### Source extract
-------

OpenAI was the first company to make a major investment in LLMs. When they launched GPT-4 in early 2023, no other company even had a model comparable to GPT-3.5.
Now, a year and a half later, several companies have models on par with GPT-4. Given OpenAI’s head start, I believe they still have an edge. It’s always been clear that they were working on something behind the scenes, but will their next generation of models truly disrupt the current architecture? Will they have a ‘secret ingredient’?
With the recent unveiling of the Strawberry model, we can take a step back and assess the situation.
The model itself isn’t revolutionary in terms of changing the basic structure of transformers. It still predicts the next token, much like previous models. The key difference seems to be that it has been trained to perform CoT reasoning with longer inference and includes a refined evaluation function that helps determine when to stop.
An important point is that, when generating 10,000 samples, the o1 model achieves high success rates in tough challenges, showing that o1 is excellent at producing synthetic data. Since OpenAI has likely been using this model for at least a year, it’s safe to assume GPT-5 is well underway, benefiting from o1’s synthetic data for its training. A reasoning-enhanced GPT-5 with strawberry could then generate even more synthetic data for GPT-6, continuing this cycle.
However, generating synthetic data is a relatively straightforward approach. Google DeepMind, for instance, has already demonstrated highly promising results in mathematics and geometry through reinforcement learning, indicating that they, too, have found an effective way to produce high-quality synthetic data.
It’s worth noting that DeepMind entered the competition at least a year behind. Yet, that gap seems to be closing quickly.
Without a clear technological edge, the race comes down to computing power. Everyone knows Google has deeper resources, so it might just be a matter of time before they catch up—or even surpass—OpenAI with the most advanced model on the market.
While o1 is a significant development and shows continued progress in AI, the fact that there’s no ‘secret’ in its architecture may weaken OpenAI’s lead.
Or is there something crucial I’m overlooking here?

-------

Records contained in a dataset
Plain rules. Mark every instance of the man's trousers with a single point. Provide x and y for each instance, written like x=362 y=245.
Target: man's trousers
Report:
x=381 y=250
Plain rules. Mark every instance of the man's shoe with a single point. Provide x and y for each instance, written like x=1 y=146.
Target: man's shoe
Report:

-------

### Instructions
(1) According to the post on OpenAI's o1 model, what does the model still predict, as previous models did?
(2) Based on the post on OpenAI's o1 model, explain why it is considered safe to assume that GPT-5 is well underway.
(3) Reproduce the part of the post on OpenAI's o1 model that opens with the words containing "An important point" and closes with "continuing this cycle.".

### Answer set
(1) It still predicts the next token.

(2) The o1 model achieves high success rates on tough challenges when generating 10,000 samples, which shows that it is excellent at producing synthetic data. OpenAI has likely been using this model for at least a year, so GPT-5 is assumed to be well underway and to be benefiting from o1's synthetic data for its training.

(3)
An important point is that, when generating 10,000 samples, the o1 model achieves high success rates in tough challenges, showing that o1 is excellent at producing synthetic data. Since OpenAI has likely been using this model for at least a year, it’s safe to assume GPT-5 is well underway, benefiting from o1’s synthetic data for its training. A reasoning-enhanced GPT-5 with strawberry could then generate even more synthetic data for GPT-6, continuing this cycle.